Adverse developments affecting the financial services industry, including events or concerns involving liquidity, defaults or non-performance by financial institutions, could adversely affect our business, financial condition or results of operations.
Actual events involving limited liquidity, defaults, non-performance or other adverse developments that affect financial institutions or the financial services industry generally, or concerns or rumors about any events of these kinds or other similar risks, have in the past and may in the future adversely affect our liquidity. We continue to evaluate our banking relationships as our access to funding sources and other credit arrangements in amounts adequate to finance or capitalize our current and projected future business operations could be significantly impaired by events such as liquidity constraints or failures, disruptions or instability in the financial services industry or financial markets, or concerns or negative expectations about the prospects for companies in the financial services industry. These factors may also adversely affect our ability to access our cash and cash equivalents at affected financial institutions.
Investor concerns regarding the U.S. or international financial systems could result in less favorable commercial financing terms, including higher interest rates or costs and tighter financial and operating covenants, or systemic limitations on access to credit and liquidity sources, thereby making it more difficult for us or our customers to acquire financing on terms favorable to us, or at all. Any decline in available funding or access to our cash and liquidity resources could, among other things, adversely impact our ability to meet our operating expenses, financial obligations or fulfill our other obligations, result in breaches of our contractual obligations or result in violations of federal or state wage and hour laws. Any of these impacts, or any other impacts resulting from the factors described above or other related or similar factors not described above, could have material adverse impacts on our liquidity and our business, financial condition or results of operations.

====================

▶ [Exercise directions]
Condense the financial-services risk disclosure above into two sentences.

▶ [Extracted data]
====================

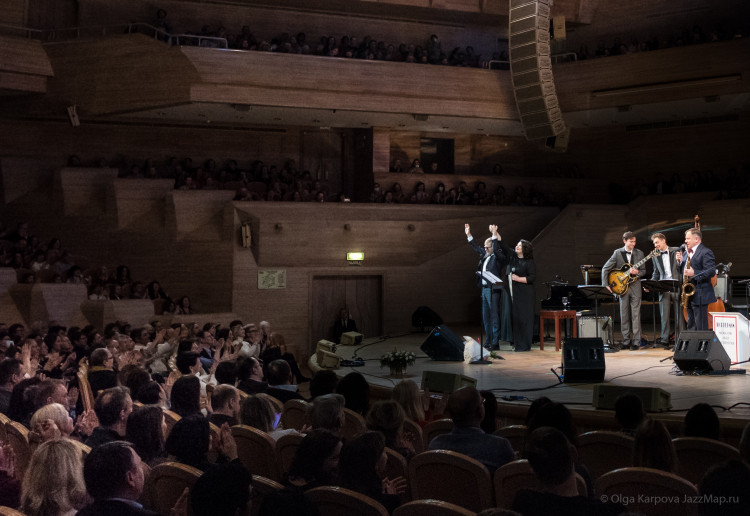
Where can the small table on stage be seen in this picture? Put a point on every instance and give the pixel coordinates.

====================

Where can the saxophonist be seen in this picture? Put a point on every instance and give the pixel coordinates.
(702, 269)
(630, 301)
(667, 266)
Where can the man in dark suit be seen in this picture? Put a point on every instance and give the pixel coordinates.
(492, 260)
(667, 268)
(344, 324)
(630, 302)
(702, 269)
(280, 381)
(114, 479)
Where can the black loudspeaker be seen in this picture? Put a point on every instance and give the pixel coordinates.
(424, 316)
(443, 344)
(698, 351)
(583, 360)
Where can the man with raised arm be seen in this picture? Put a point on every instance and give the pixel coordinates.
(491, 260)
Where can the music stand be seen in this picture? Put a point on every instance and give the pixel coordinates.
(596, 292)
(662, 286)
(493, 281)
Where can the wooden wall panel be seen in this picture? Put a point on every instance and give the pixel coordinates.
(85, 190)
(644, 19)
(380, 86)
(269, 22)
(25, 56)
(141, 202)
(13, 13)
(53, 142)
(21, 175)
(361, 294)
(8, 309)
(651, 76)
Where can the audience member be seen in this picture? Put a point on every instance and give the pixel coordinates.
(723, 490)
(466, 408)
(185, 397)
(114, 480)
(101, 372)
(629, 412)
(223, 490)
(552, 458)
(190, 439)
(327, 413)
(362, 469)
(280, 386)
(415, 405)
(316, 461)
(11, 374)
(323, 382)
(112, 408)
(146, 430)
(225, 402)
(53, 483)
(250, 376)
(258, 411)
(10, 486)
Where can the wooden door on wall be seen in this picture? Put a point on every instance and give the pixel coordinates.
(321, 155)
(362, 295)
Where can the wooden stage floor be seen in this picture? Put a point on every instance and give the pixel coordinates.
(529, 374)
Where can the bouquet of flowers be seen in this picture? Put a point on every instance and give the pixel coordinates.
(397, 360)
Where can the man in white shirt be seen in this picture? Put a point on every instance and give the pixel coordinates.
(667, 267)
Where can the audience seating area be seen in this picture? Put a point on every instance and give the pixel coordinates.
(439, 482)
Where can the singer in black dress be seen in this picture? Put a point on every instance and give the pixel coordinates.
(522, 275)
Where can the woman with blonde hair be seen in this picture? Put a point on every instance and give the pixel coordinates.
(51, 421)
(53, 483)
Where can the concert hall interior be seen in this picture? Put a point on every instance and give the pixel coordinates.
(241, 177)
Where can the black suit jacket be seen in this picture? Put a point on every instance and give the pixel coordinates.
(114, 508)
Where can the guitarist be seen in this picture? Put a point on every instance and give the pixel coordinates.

====================

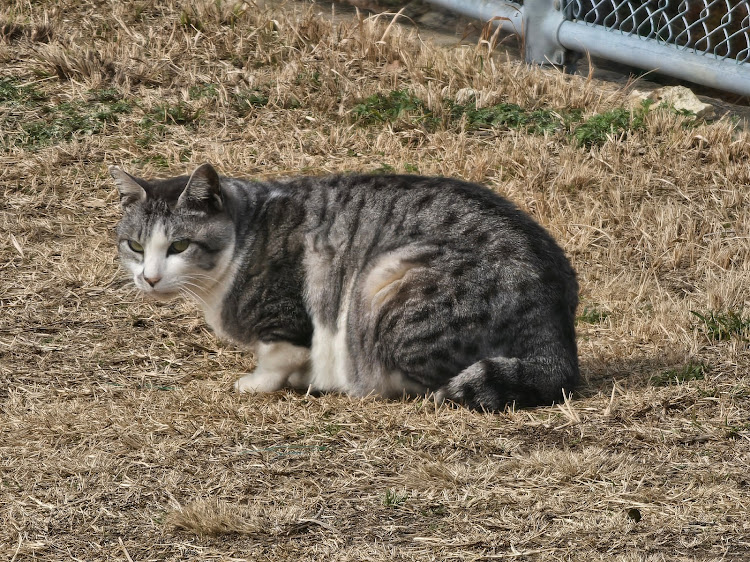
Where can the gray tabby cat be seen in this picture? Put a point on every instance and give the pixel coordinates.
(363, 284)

====================

▶ [Output]
Adverse developments in the financial services industry, such as limited liquidity, defaults, or non-performance by financial institutions, or even concerns or rumors about them, have hurt the company's liquidity before and could again, including by impairing its access to funding and to cash held at affected institutions. Investor concerns about financial systems could also bring less favorable financing terms or limit credit, which could hinder the company's ability to meet its expenses and obligations and could materially harm its business, financial condition, or results of operations.